#### Extracted records
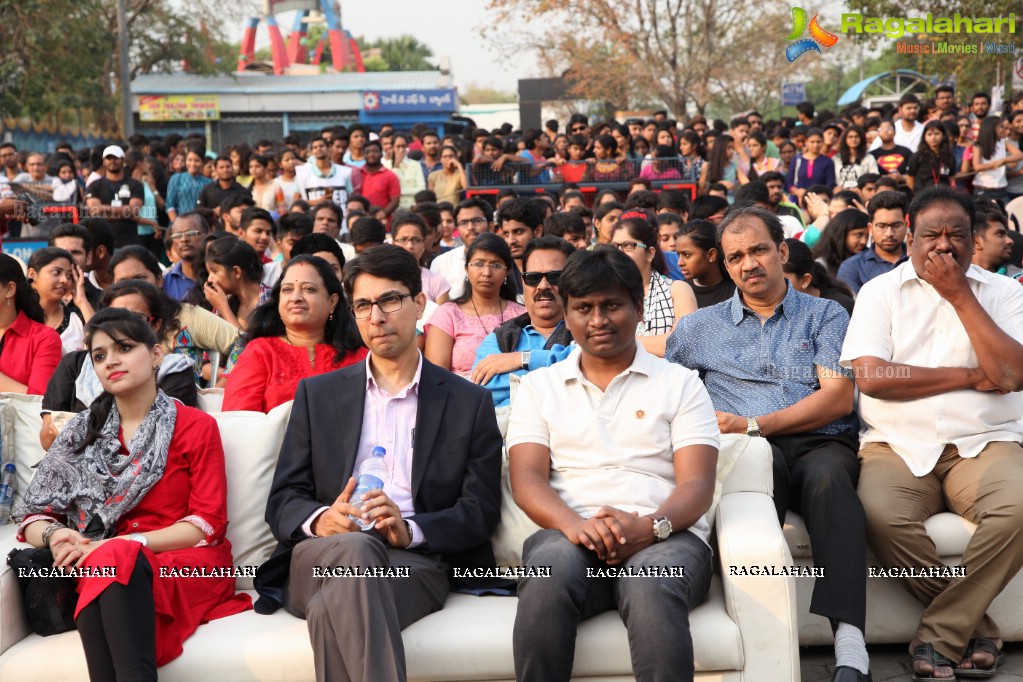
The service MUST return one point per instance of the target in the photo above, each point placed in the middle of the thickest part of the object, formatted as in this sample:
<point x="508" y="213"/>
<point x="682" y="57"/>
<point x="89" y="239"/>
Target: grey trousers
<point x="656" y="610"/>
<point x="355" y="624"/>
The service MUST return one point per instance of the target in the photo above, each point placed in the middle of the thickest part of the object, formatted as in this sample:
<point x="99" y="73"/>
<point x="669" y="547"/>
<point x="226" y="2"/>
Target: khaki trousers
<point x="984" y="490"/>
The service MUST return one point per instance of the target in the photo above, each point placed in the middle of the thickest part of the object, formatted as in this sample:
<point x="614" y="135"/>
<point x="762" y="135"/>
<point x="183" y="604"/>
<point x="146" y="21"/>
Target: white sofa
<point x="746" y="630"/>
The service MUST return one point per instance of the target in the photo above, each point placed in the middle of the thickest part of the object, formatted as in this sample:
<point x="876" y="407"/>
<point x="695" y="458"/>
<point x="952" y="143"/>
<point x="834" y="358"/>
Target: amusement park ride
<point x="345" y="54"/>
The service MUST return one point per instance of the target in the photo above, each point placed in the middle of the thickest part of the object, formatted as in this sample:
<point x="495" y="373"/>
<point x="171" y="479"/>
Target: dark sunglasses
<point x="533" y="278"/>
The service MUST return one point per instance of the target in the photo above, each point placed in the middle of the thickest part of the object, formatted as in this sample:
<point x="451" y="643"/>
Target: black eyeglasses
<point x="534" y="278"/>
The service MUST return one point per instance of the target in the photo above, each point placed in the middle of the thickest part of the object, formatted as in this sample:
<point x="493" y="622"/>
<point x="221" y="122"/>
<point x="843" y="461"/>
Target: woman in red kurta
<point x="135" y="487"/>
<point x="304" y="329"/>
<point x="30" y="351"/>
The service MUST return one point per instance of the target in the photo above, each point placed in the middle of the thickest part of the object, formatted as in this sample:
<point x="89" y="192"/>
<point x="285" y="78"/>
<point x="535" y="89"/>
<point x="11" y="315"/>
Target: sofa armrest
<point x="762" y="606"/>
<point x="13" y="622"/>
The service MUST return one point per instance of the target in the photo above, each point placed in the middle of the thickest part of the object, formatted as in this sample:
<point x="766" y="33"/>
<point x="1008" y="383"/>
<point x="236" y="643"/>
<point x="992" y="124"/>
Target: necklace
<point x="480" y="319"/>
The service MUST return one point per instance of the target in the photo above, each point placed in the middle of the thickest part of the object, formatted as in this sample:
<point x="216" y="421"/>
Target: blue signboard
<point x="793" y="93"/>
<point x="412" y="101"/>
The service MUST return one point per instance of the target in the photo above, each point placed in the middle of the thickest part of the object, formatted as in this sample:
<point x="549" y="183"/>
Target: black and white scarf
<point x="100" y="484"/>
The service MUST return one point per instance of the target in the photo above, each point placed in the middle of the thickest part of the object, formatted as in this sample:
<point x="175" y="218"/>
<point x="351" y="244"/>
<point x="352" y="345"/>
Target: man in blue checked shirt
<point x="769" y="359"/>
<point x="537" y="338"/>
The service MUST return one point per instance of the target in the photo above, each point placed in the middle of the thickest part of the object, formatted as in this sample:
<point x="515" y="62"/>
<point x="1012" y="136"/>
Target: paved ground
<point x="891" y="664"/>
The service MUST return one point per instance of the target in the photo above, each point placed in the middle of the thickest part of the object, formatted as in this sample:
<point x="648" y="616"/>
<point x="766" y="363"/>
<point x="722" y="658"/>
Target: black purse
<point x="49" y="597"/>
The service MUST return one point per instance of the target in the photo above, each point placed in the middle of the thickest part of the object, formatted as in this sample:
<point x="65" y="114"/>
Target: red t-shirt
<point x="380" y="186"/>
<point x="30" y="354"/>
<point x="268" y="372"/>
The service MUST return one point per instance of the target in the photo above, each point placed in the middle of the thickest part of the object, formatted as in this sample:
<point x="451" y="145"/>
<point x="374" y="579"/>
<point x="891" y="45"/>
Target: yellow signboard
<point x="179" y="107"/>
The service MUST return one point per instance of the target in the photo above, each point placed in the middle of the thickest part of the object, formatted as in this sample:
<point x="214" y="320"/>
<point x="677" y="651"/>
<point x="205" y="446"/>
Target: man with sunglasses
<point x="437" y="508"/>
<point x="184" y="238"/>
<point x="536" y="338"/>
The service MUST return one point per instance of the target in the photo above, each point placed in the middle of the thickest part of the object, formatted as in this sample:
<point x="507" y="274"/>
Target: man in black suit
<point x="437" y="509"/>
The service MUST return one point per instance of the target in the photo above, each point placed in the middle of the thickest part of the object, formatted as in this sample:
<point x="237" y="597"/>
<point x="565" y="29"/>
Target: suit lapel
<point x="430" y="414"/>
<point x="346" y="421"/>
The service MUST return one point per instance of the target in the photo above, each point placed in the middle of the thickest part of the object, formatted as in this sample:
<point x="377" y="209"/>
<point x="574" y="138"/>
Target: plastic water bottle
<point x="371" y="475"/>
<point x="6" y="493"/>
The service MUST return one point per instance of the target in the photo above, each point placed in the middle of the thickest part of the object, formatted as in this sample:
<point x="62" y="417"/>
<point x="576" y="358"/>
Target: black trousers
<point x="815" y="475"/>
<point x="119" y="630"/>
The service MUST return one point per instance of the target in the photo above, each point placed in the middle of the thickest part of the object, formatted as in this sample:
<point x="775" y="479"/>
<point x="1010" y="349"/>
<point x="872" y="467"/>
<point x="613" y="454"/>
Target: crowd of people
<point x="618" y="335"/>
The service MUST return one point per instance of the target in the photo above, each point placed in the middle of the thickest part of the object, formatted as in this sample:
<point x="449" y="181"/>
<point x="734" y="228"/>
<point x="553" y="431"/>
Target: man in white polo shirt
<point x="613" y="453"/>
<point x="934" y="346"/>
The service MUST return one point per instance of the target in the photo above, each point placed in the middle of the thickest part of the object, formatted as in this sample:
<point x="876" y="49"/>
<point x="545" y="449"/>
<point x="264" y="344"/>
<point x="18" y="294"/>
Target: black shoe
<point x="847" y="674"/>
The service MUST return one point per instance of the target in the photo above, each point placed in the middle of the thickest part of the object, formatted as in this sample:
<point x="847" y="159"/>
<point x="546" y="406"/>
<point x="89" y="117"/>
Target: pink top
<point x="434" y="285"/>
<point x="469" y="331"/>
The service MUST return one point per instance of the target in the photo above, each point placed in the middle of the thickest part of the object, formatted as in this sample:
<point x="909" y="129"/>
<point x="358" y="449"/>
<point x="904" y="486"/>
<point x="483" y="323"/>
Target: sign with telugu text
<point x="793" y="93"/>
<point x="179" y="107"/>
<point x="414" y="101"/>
########
■ What you need to do:
Excluding the pictures, transcribe each entry above word for word.

■ Solution to the exercise:
The service MUST return one point per instance of the target in the photo above, each point placed in the middle of the thickest part of the object, formatted as in this sample:
<point x="508" y="213"/>
<point x="682" y="57"/>
<point x="89" y="239"/>
Target: grey trousers
<point x="656" y="610"/>
<point x="355" y="624"/>
The service MUST return one point per instance of the target in the photo above, each point placed in the middle of the thickest part of the object, formatted as in this sample:
<point x="99" y="73"/>
<point x="669" y="547"/>
<point x="226" y="2"/>
Target: khaki trousers
<point x="984" y="490"/>
The service MUST return one point per instance of the target in the photo above, each point placed in the middle of the thickest part of the object, formatted as in this sample:
<point x="614" y="135"/>
<point x="762" y="135"/>
<point x="183" y="604"/>
<point x="146" y="21"/>
Target: white sofa
<point x="746" y="630"/>
The service MUST return one point per instance of the target in the photo above, each point placed in the middle of the thickest part of the object, formatted as in this sample:
<point x="876" y="407"/>
<point x="695" y="458"/>
<point x="952" y="143"/>
<point x="834" y="358"/>
Target: amusement park ride
<point x="345" y="54"/>
The service MUST return one point per instance of the target in the photo above, each point placed in the middle of the thickest part of the object, formatted as in this sample:
<point x="495" y="373"/>
<point x="171" y="479"/>
Target: dark sunglasses
<point x="533" y="278"/>
The service MUST return one point per instance of the target in the photo above, each point placed in the middle of the thickest part of the object, formatted as in this sample:
<point x="451" y="643"/>
Target: black eyeglasses
<point x="534" y="278"/>
The service MUST return one point per instance of the target in the photo above, each point placed in the middle of the thickest part of the object, formatted as in this sample:
<point x="493" y="622"/>
<point x="221" y="122"/>
<point x="843" y="461"/>
Target: woman in red kurta
<point x="135" y="487"/>
<point x="304" y="329"/>
<point x="30" y="351"/>
The service MUST return one point per instance of the target in the photo above, each point placed in the middle of the thickest part of the object, formatted as in this sample:
<point x="89" y="192"/>
<point x="285" y="78"/>
<point x="535" y="89"/>
<point x="11" y="315"/>
Target: sofa armrest
<point x="762" y="606"/>
<point x="13" y="622"/>
The service MUST return one point per instance of the target in the photo above, each point placed in the middle of the thickest part of the object, formatted as in this sample:
<point x="766" y="33"/>
<point x="1008" y="383"/>
<point x="236" y="643"/>
<point x="992" y="124"/>
Target: necklace
<point x="480" y="319"/>
The service MUST return one point per instance of the target in the photo above, each point placed in the middle of the thickest part of the object, formatted as in this sample:
<point x="216" y="421"/>
Target: blue signboard
<point x="793" y="93"/>
<point x="412" y="101"/>
The service MUST return one point per instance of the target in the photo above, each point placed in the middle of the thickest part of the object, formatted as in this sample:
<point x="549" y="183"/>
Target: black and white scarf
<point x="100" y="484"/>
The service MUST return one point per instance of the target in the photo above, each point placed in the middle of the thickest part of the object, formatted as in this sample:
<point x="175" y="218"/>
<point x="351" y="244"/>
<point x="352" y="345"/>
Target: man in blue checked shirt
<point x="769" y="359"/>
<point x="537" y="338"/>
The service MUST return one point per instance of the target in the photo above, each point placed in the middle of the thickest part of the object, formatted as in this sample:
<point x="515" y="62"/>
<point x="1012" y="136"/>
Target: paved ground
<point x="891" y="664"/>
The service MUST return one point per instance of the target in the photo above, each point placed in the middle of the thickest part of the object, formatted as in this sample:
<point x="648" y="616"/>
<point x="766" y="363"/>
<point x="722" y="658"/>
Target: black purse
<point x="49" y="597"/>
The service MUST return one point per instance of the target in the photo above, each point placed in the middle of the thickest part of the object, formatted as in this sample:
<point x="65" y="114"/>
Target: red t-shirt
<point x="380" y="186"/>
<point x="30" y="354"/>
<point x="268" y="372"/>
The service MUST return one point per instance of the target in the photo above, each point placed in the middle of the thickest part of the object, formatted as in this sample:
<point x="451" y="145"/>
<point x="374" y="579"/>
<point x="891" y="45"/>
Target: yellow signboard
<point x="179" y="107"/>
The service MUST return one point per instance of the target in the photo above, each point placed in the middle of the thickest part of the object, formatted as in this sample:
<point x="214" y="320"/>
<point x="677" y="651"/>
<point x="205" y="446"/>
Target: man with sunglasses
<point x="437" y="508"/>
<point x="184" y="238"/>
<point x="536" y="338"/>
The service MUST return one point per instance of the target in the photo above, each point placed in the middle of the thickest part of the object, formatted as in this sample:
<point x="507" y="274"/>
Target: man in black suit
<point x="437" y="509"/>
The service MUST return one point per instance of the target in the photo above, each point placed in the middle of the thickest part of the object, formatted as in this sample:
<point x="237" y="597"/>
<point x="565" y="29"/>
Target: suit lapel
<point x="430" y="414"/>
<point x="346" y="421"/>
The service MUST return one point per instance of the target in the photo above, each point placed in the middle of the thickest part of the object, formatted as in this sample:
<point x="377" y="209"/>
<point x="574" y="138"/>
Target: plastic water bottle
<point x="371" y="475"/>
<point x="6" y="493"/>
The service MUST return one point per instance of the target in the photo above, each point placed in the middle of the thickest part of the object, formatted as in this sample:
<point x="62" y="417"/>
<point x="576" y="358"/>
Target: black trousers
<point x="815" y="475"/>
<point x="119" y="630"/>
The service MUST return one point per instance of the target in the photo above, each point placed in the middle of the thickest part of the object, formatted as in this sample:
<point x="775" y="479"/>
<point x="1010" y="349"/>
<point x="872" y="467"/>
<point x="613" y="454"/>
Target: crowd of people
<point x="618" y="335"/>
The service MUST return one point per instance of the target in the photo above, each point placed in the middle of the thickest part of the object, formatted as in this sample:
<point x="449" y="181"/>
<point x="734" y="228"/>
<point x="553" y="431"/>
Target: man in white polo shirt
<point x="613" y="453"/>
<point x="934" y="346"/>
The service MUST return one point per instance of the target in the photo above, each point placed in the middle of the thickest part of the object, formatted as in this sample:
<point x="876" y="49"/>
<point x="545" y="449"/>
<point x="264" y="344"/>
<point x="18" y="294"/>
Target: black shoe
<point x="847" y="674"/>
The service MUST return one point per instance of the target in the photo above, each point placed in the middle of the thickest part of the object, formatted as in this sample:
<point x="847" y="159"/>
<point x="546" y="406"/>
<point x="89" y="117"/>
Target: pink top
<point x="434" y="285"/>
<point x="469" y="331"/>
The service MUST return one point per instance of the target in the photo above, each point placed in the middle of the thickest part of the object, formatted as in this sample:
<point x="909" y="129"/>
<point x="358" y="449"/>
<point x="904" y="486"/>
<point x="483" y="323"/>
Target: sign with telugu text
<point x="793" y="93"/>
<point x="179" y="107"/>
<point x="414" y="101"/>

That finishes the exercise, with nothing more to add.